____ RECORD EXCERPTS
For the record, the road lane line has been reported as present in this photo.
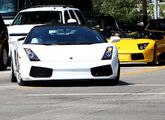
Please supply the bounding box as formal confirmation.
[120,66,165,76]
[26,92,165,97]
[128,84,165,87]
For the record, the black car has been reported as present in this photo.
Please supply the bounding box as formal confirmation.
[86,15,121,38]
[0,14,8,70]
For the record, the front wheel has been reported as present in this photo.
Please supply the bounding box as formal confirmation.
[111,63,120,85]
[11,61,17,82]
[147,45,158,65]
[17,78,26,86]
[16,63,27,86]
[0,44,8,70]
[17,73,26,86]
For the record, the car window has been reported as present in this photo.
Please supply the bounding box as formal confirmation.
[64,11,70,24]
[12,11,62,25]
[0,0,17,14]
[146,22,165,31]
[69,10,77,21]
[25,26,106,45]
[75,10,86,25]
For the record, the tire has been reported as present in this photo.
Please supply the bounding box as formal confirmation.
[18,78,26,86]
[17,73,26,86]
[111,63,120,85]
[0,44,8,70]
[147,45,158,65]
[11,61,17,82]
[16,63,26,86]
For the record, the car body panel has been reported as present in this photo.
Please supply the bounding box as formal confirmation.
[14,43,119,81]
[114,38,155,62]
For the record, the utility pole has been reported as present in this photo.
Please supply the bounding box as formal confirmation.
[142,0,148,27]
[154,0,158,19]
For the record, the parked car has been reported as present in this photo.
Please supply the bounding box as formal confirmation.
[0,14,8,70]
[107,19,165,65]
[11,25,120,86]
[8,5,87,58]
[86,15,121,38]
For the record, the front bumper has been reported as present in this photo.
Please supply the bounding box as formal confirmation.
[118,49,154,62]
[19,60,119,81]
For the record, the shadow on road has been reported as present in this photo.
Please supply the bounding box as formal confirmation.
[24,79,130,87]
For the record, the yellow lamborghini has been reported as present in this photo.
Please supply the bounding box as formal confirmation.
[108,19,165,65]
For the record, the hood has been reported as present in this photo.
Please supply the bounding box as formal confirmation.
[22,43,111,62]
[8,24,42,43]
[7,24,40,35]
[114,38,154,52]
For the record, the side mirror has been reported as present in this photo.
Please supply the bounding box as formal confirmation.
[67,19,77,24]
[109,36,120,43]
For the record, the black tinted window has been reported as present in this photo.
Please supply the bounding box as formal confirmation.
[64,11,70,23]
[12,11,62,25]
[0,0,17,14]
[146,21,165,31]
[25,26,106,45]
[69,10,77,20]
[75,10,86,25]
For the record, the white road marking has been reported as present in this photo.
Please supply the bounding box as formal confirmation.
[26,92,165,97]
[127,84,165,87]
[0,86,21,88]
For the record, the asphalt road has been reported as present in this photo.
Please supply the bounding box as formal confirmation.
[1,63,165,120]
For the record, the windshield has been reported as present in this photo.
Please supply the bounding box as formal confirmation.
[0,0,17,14]
[25,26,106,45]
[12,11,62,25]
[146,21,165,31]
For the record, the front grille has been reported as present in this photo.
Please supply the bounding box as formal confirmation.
[30,66,53,78]
[131,53,144,60]
[91,65,113,77]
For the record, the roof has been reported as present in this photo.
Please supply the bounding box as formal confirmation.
[32,24,90,29]
[20,5,79,12]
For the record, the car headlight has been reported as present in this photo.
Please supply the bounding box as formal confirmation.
[138,43,149,50]
[24,48,40,61]
[102,46,113,60]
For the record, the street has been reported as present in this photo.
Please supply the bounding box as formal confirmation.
[1,63,165,120]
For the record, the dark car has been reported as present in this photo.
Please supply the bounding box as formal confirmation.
[86,15,121,38]
[0,14,8,70]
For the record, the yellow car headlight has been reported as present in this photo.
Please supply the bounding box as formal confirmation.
[138,43,149,50]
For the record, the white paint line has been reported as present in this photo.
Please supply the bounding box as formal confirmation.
[26,92,165,97]
[127,84,165,87]
[0,86,21,88]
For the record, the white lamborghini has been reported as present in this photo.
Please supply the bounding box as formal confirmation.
[11,25,120,86]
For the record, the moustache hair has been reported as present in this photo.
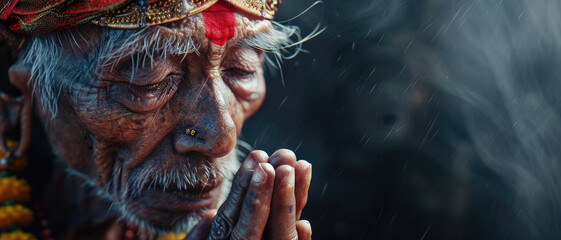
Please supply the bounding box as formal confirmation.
[124,154,239,199]
[62,142,246,234]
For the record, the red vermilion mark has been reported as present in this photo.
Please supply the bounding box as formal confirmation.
[202,1,236,46]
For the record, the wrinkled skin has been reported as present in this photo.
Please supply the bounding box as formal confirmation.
[4,13,312,240]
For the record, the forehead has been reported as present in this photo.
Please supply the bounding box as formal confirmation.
[93,12,273,71]
[117,13,272,55]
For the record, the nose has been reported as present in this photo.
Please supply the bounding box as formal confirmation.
[173,77,237,158]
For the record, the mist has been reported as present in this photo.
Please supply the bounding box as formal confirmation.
[241,0,561,239]
[419,0,561,238]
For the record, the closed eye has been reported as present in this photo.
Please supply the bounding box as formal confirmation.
[222,68,256,81]
[129,74,181,98]
[111,73,182,113]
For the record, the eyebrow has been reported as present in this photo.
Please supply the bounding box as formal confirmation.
[97,26,202,73]
[95,15,293,76]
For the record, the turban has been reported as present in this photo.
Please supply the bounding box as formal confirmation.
[0,0,280,34]
[0,0,130,34]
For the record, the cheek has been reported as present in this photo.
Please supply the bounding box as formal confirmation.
[234,69,267,119]
[68,84,155,143]
[229,72,265,135]
[37,97,98,177]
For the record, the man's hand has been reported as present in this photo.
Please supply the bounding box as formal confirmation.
[185,149,312,240]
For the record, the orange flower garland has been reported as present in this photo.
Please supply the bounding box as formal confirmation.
[0,231,37,240]
[0,204,34,229]
[0,140,36,239]
[0,177,31,203]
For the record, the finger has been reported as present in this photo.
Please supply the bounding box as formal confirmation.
[295,220,312,240]
[269,149,297,169]
[294,160,312,220]
[184,209,217,240]
[208,150,268,240]
[268,165,297,240]
[231,163,275,240]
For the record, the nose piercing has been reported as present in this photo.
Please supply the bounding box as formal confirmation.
[186,128,197,136]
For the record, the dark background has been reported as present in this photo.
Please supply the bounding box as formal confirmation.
[2,0,561,239]
[243,0,561,239]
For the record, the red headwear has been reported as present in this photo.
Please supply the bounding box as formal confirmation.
[0,0,280,34]
[0,0,130,34]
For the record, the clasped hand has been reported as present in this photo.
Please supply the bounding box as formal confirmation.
[185,149,312,240]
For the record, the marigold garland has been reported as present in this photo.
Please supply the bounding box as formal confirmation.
[0,231,37,240]
[0,139,36,239]
[0,204,33,229]
[158,232,187,240]
[0,177,31,203]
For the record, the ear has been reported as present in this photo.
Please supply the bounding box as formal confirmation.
[0,61,33,158]
[0,24,26,56]
[8,61,32,95]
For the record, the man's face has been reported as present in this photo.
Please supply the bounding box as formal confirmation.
[38,14,270,231]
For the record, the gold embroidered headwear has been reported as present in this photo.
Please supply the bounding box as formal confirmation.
[92,0,280,29]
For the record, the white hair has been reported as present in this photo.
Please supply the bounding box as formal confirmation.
[18,17,311,235]
[17,19,310,117]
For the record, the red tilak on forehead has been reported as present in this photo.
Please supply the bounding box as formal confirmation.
[202,1,236,46]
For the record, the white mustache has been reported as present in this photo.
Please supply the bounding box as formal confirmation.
[125,156,239,199]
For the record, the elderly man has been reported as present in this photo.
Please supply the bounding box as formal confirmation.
[0,0,312,239]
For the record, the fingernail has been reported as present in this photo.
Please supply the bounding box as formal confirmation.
[306,164,312,183]
[286,167,295,187]
[252,163,267,183]
[244,155,256,170]
[300,161,311,171]
[269,149,294,165]
[269,155,281,165]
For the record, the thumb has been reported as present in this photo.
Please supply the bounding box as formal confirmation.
[184,209,217,240]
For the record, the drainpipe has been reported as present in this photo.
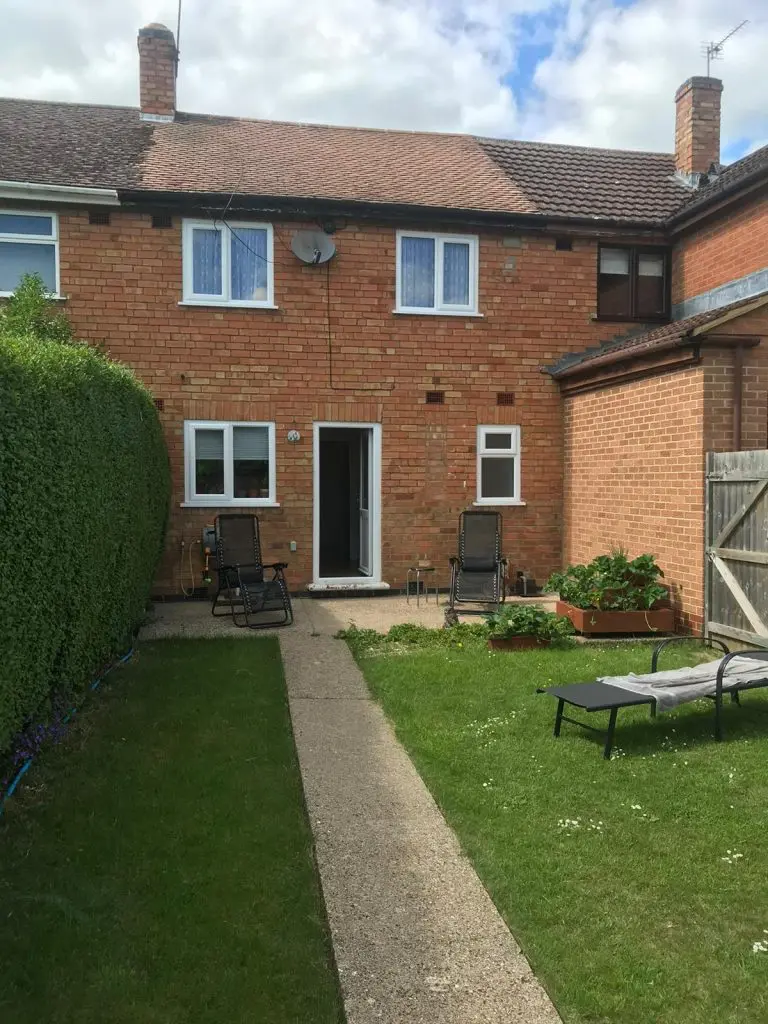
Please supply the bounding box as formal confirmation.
[732,345,744,451]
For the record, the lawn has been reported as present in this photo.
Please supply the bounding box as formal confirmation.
[346,629,768,1024]
[0,639,344,1024]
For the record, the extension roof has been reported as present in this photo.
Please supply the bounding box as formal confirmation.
[547,293,768,378]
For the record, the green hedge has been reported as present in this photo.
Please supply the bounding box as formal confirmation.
[0,333,169,754]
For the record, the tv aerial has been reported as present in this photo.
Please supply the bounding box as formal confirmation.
[291,230,337,265]
[702,21,748,76]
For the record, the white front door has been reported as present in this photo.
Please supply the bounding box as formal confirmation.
[358,428,372,575]
[313,422,382,585]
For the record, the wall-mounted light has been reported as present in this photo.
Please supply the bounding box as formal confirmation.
[287,429,301,443]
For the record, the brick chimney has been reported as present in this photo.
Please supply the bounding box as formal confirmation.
[138,23,177,121]
[675,76,723,180]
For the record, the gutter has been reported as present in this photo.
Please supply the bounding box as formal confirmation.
[0,180,120,206]
[115,188,668,234]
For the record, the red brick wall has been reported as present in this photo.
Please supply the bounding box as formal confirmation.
[703,310,768,452]
[563,309,768,629]
[563,369,707,630]
[37,206,638,594]
[672,191,768,304]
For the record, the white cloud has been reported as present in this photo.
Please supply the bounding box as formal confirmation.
[0,0,765,159]
[525,0,768,154]
[0,0,550,135]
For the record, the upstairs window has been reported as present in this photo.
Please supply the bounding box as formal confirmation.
[184,421,276,506]
[182,220,274,307]
[396,231,478,314]
[0,211,59,296]
[598,246,668,320]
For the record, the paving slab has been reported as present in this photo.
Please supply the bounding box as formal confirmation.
[282,623,562,1024]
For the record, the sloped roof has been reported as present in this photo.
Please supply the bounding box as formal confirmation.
[1,97,765,225]
[478,138,687,224]
[548,294,768,378]
[0,98,534,215]
[672,142,768,222]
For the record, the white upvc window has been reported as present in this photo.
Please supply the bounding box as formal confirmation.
[395,230,479,314]
[0,210,59,297]
[476,425,522,505]
[184,421,277,506]
[181,219,275,307]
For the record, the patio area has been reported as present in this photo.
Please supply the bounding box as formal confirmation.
[140,592,557,640]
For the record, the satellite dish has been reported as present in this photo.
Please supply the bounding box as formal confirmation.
[291,230,336,265]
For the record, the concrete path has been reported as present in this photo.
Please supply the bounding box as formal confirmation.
[140,597,561,1022]
[283,601,562,1024]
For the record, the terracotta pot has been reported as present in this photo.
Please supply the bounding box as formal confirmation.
[556,601,675,635]
[487,635,552,651]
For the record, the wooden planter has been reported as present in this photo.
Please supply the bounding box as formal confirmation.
[488,635,552,651]
[556,601,675,635]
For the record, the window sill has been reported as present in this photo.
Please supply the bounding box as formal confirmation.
[473,499,526,507]
[178,301,279,310]
[393,308,483,318]
[180,501,281,509]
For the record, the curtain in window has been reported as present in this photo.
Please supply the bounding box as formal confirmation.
[192,227,222,295]
[233,426,269,460]
[443,241,470,305]
[638,254,664,277]
[233,425,269,499]
[401,236,435,307]
[600,249,630,275]
[0,241,56,293]
[231,228,268,301]
[195,428,225,494]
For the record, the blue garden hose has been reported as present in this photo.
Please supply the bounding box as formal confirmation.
[0,647,134,816]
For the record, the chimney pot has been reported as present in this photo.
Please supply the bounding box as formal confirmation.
[138,23,177,122]
[675,76,722,181]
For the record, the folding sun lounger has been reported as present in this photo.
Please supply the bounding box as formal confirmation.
[541,637,768,759]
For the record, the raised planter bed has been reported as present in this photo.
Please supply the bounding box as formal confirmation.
[556,601,675,635]
[488,635,552,651]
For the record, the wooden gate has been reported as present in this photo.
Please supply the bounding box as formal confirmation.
[705,450,768,648]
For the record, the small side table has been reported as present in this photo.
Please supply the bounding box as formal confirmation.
[406,566,438,606]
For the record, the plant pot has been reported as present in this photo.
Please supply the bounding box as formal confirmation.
[487,635,552,651]
[556,601,675,635]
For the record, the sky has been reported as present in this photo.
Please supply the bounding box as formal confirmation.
[0,0,765,162]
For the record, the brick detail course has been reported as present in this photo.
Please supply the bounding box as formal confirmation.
[137,25,176,119]
[674,77,722,178]
[44,207,640,595]
[673,192,768,304]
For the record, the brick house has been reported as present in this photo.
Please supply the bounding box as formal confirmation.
[0,24,766,626]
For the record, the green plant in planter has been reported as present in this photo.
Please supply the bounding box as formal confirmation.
[485,604,575,641]
[545,550,668,611]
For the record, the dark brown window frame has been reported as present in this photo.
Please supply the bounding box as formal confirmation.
[596,244,670,322]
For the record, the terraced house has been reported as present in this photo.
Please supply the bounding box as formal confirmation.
[1,23,766,630]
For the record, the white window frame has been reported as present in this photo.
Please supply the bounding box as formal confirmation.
[183,420,278,507]
[475,425,523,506]
[395,229,479,315]
[0,209,60,298]
[181,219,275,308]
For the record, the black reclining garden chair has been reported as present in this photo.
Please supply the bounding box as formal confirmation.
[211,514,293,629]
[449,510,507,610]
[541,637,768,759]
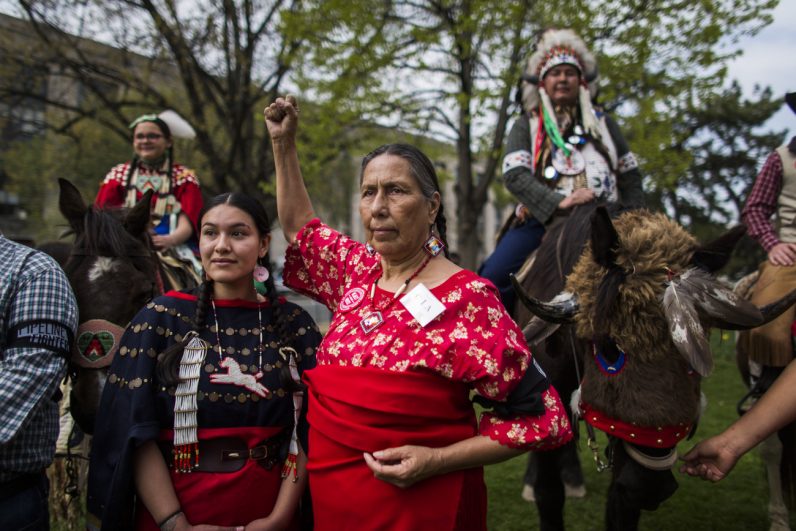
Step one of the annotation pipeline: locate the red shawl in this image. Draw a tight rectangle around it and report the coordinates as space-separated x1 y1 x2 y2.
304 365 487 531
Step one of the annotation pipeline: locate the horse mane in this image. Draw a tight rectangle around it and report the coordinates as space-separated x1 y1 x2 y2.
514 202 633 327
75 206 150 258
532 203 628 295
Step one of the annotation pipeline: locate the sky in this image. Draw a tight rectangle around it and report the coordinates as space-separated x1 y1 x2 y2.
726 0 795 137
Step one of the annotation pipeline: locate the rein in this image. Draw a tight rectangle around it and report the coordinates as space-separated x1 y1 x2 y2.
555 205 611 472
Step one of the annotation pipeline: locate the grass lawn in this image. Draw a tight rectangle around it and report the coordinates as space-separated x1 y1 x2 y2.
486 332 786 530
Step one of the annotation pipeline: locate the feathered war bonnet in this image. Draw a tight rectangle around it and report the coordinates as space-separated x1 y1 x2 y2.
520 28 601 139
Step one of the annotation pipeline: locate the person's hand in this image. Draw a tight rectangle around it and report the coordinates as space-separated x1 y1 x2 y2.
243 516 285 531
264 95 299 143
679 435 742 482
150 233 174 251
515 203 529 222
768 242 796 266
165 512 243 531
363 445 441 488
558 188 595 210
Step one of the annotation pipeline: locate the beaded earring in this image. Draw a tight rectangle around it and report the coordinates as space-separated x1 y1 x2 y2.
365 242 376 255
253 261 270 296
423 230 445 257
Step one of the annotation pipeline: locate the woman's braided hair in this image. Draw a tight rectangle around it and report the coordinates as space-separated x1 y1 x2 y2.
156 193 300 391
360 143 449 258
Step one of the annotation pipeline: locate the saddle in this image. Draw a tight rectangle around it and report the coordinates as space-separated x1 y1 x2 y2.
158 246 202 291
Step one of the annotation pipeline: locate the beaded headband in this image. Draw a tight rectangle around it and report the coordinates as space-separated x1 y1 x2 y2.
538 46 584 80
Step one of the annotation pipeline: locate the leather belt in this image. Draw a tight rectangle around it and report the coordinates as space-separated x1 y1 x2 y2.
159 433 287 473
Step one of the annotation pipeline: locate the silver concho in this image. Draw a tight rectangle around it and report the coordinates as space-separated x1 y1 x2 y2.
551 146 586 176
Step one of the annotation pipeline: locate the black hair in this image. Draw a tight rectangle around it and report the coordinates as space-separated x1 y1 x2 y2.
157 193 301 393
360 143 450 258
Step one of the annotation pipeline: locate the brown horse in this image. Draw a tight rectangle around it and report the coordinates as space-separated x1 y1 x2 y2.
57 178 162 434
42 179 162 528
512 203 796 531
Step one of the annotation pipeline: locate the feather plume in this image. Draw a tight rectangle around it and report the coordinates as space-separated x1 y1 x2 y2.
158 110 196 139
677 268 763 329
662 274 712 377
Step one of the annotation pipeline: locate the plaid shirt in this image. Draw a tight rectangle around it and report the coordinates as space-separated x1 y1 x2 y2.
0 235 77 482
742 151 784 252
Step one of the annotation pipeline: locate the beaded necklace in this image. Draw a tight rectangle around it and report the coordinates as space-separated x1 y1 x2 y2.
208 299 270 399
210 298 264 368
360 254 432 334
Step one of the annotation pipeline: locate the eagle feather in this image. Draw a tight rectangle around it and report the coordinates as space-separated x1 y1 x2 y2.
662 273 712 377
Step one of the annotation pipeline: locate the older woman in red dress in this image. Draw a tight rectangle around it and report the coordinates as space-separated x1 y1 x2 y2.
265 96 572 530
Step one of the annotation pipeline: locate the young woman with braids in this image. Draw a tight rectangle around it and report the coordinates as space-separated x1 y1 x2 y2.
86 193 321 531
265 96 572 530
96 113 204 287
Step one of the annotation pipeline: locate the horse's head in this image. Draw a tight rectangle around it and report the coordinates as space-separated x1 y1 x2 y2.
58 178 160 433
515 206 796 378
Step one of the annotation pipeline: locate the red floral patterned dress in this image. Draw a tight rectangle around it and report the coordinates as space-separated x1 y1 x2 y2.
284 218 571 448
283 219 572 530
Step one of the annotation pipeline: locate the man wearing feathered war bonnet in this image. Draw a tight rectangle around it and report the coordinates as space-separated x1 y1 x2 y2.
479 28 644 311
739 92 796 371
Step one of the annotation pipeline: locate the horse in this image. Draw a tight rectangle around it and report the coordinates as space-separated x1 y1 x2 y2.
42 178 163 528
511 203 796 531
57 177 162 434
735 271 796 531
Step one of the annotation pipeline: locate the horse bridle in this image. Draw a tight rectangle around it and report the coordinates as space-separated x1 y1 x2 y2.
66 247 161 369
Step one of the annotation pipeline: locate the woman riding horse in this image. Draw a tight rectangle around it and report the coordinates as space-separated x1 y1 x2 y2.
________
| ASSIGNED TASK |
Which lines above include the word "garland"? Return each one.

| PROBLEM SOLUTION |
For the record, the orange flower garland has been reported as present in this photo.
For the record, the marigold garland has been reported as present in this photo.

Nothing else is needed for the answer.